- TASK DESCRIPTION -
From the records, return each line that has the word "slats" in it.

[[ DATASET ENTRIES, beginning ]]

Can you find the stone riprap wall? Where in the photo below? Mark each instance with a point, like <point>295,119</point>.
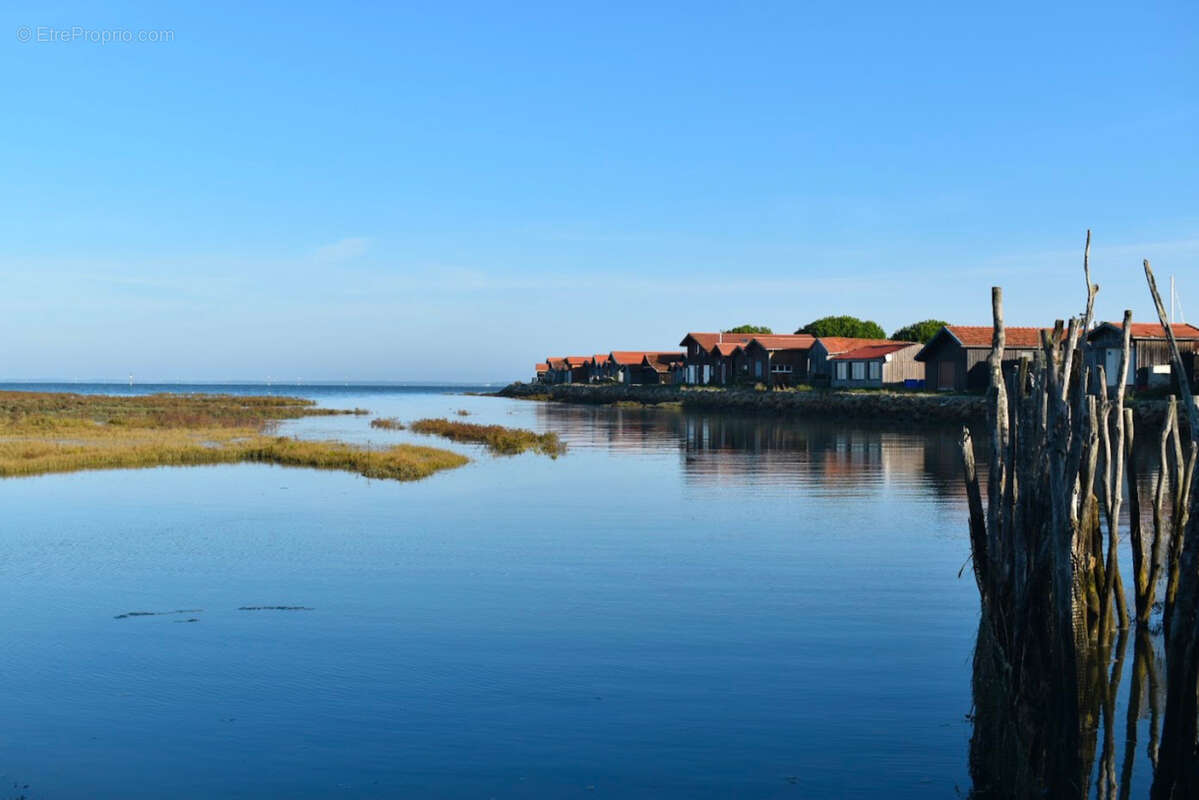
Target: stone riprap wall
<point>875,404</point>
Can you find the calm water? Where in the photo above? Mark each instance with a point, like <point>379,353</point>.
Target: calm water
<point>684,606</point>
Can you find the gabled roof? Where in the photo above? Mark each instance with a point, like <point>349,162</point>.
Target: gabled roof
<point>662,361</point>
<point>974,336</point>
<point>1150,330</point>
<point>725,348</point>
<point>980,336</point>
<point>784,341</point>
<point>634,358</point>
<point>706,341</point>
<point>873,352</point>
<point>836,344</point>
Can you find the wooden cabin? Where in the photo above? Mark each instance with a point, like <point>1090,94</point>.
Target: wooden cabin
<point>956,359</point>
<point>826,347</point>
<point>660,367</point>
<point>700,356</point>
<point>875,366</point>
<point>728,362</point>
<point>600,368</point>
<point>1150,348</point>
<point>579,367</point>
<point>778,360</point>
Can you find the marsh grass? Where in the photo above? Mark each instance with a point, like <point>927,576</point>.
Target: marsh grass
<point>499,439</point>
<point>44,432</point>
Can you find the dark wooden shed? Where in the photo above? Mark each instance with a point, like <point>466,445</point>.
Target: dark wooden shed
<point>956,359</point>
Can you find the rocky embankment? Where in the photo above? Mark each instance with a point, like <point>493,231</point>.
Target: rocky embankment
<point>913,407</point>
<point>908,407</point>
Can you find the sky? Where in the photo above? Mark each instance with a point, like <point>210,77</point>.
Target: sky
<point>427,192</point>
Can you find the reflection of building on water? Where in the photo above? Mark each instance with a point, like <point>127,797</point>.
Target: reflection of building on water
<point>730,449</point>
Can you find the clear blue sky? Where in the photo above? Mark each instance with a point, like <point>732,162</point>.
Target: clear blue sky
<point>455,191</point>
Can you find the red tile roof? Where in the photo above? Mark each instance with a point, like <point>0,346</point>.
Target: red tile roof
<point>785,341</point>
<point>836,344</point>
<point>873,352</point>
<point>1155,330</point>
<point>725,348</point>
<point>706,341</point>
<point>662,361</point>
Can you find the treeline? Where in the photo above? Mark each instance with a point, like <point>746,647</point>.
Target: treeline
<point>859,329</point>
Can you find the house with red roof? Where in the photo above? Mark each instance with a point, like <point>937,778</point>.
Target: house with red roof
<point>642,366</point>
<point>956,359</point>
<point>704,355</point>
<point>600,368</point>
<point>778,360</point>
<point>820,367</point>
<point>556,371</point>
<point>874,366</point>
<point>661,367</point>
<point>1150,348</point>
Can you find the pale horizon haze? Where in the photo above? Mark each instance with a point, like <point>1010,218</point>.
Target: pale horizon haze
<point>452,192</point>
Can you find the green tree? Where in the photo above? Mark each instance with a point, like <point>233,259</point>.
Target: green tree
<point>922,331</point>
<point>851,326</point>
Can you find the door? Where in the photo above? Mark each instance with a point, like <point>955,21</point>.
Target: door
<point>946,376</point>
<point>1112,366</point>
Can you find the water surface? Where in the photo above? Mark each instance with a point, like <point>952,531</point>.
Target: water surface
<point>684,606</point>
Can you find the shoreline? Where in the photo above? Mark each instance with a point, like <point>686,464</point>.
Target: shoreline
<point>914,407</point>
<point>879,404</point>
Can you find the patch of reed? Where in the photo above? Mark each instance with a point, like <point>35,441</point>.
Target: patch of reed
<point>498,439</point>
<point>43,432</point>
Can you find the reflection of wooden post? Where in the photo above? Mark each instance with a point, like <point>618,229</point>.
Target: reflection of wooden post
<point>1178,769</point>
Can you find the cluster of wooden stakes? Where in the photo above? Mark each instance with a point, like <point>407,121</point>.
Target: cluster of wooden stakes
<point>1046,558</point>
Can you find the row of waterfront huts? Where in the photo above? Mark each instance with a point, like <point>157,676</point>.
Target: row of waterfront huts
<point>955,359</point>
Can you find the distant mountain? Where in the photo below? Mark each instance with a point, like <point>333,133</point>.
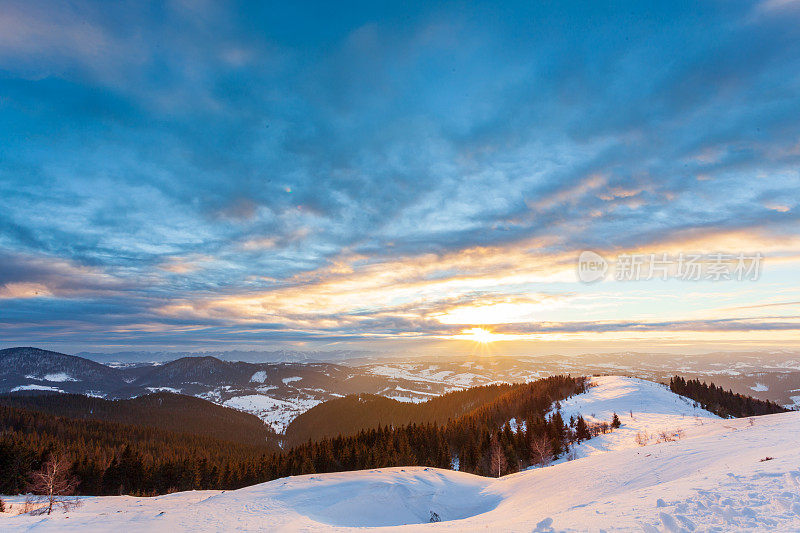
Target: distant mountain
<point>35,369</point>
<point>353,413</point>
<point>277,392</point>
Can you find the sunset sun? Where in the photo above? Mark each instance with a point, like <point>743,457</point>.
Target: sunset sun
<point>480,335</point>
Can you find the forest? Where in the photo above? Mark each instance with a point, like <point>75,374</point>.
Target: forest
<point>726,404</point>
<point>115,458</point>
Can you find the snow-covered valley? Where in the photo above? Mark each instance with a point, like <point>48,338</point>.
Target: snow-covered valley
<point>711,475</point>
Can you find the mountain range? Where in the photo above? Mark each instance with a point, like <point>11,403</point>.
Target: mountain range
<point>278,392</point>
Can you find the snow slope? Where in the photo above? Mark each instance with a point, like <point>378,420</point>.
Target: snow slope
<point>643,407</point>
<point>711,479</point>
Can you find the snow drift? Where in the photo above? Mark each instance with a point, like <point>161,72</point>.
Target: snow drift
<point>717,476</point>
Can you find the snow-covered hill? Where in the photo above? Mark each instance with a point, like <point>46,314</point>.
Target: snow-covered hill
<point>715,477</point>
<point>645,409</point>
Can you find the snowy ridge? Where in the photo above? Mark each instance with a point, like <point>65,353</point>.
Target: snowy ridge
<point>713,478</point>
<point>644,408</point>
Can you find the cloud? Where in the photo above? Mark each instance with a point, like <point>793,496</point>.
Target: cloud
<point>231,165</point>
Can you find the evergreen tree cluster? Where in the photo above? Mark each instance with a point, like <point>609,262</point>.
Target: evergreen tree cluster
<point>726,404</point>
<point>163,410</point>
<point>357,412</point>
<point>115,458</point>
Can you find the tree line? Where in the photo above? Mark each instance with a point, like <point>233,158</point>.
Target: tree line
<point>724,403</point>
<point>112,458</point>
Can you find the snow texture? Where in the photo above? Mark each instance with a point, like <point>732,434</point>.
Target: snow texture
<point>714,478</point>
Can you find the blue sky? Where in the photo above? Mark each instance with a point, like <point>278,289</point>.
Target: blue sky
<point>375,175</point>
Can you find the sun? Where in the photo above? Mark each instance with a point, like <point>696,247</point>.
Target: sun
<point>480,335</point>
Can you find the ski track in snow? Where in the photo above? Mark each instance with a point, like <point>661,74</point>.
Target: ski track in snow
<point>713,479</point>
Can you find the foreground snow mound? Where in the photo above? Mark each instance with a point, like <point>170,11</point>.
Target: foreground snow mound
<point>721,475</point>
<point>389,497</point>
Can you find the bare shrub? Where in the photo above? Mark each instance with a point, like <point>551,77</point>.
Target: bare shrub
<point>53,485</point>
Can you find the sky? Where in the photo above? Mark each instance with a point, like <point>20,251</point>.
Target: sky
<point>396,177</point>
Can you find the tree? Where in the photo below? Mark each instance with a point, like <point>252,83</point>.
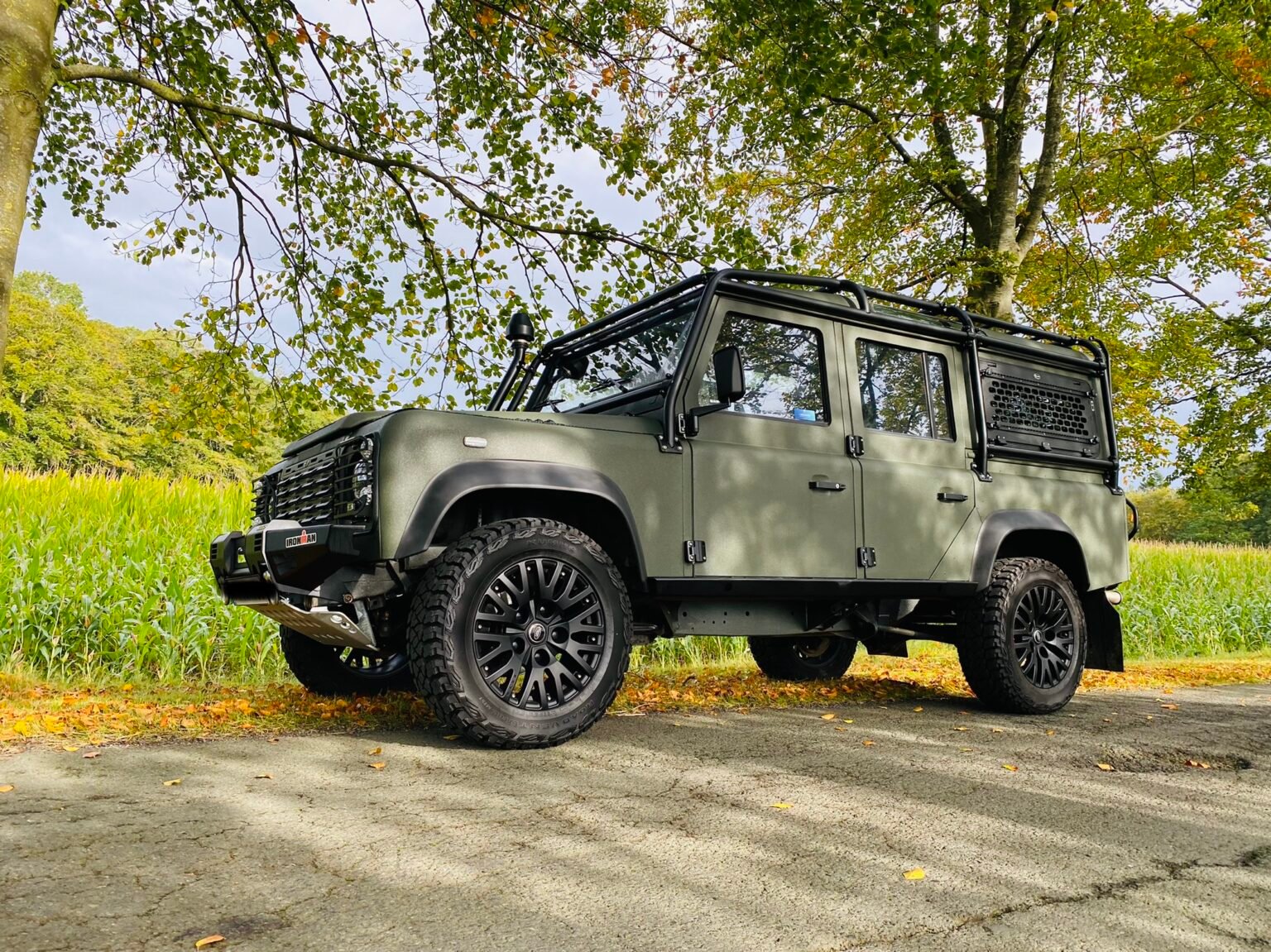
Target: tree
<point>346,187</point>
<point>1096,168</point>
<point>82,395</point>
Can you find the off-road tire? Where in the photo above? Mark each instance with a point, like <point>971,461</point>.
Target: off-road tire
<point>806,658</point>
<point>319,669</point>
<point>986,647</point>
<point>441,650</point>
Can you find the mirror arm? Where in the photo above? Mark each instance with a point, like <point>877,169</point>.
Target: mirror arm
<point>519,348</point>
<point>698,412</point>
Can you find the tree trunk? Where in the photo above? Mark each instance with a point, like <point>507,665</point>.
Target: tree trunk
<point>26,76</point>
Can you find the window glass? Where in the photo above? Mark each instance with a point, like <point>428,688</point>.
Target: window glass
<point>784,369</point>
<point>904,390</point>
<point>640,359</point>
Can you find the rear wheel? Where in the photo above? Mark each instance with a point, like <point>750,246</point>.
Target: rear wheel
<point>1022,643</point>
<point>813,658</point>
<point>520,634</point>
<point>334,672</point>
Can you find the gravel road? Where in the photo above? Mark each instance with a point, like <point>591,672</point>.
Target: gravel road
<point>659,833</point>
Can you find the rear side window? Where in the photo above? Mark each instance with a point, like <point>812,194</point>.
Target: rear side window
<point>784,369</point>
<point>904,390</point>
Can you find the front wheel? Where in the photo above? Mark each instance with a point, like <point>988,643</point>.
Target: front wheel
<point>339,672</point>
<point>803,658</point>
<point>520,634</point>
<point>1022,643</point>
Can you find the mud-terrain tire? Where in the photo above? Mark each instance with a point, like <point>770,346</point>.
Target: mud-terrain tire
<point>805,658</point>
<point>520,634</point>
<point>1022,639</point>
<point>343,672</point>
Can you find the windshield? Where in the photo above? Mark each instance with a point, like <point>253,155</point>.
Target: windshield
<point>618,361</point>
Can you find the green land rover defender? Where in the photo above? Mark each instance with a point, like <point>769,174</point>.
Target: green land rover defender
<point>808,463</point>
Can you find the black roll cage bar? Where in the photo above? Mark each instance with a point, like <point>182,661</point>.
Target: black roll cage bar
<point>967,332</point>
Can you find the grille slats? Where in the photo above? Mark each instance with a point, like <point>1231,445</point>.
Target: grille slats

[[ DATASET ENTRIES, end ]]

- COMPLETED TASK -
Can you find the grille slats? Where in the photo above? Mark each instance with a point, like <point>1231,445</point>.
Target: grille slats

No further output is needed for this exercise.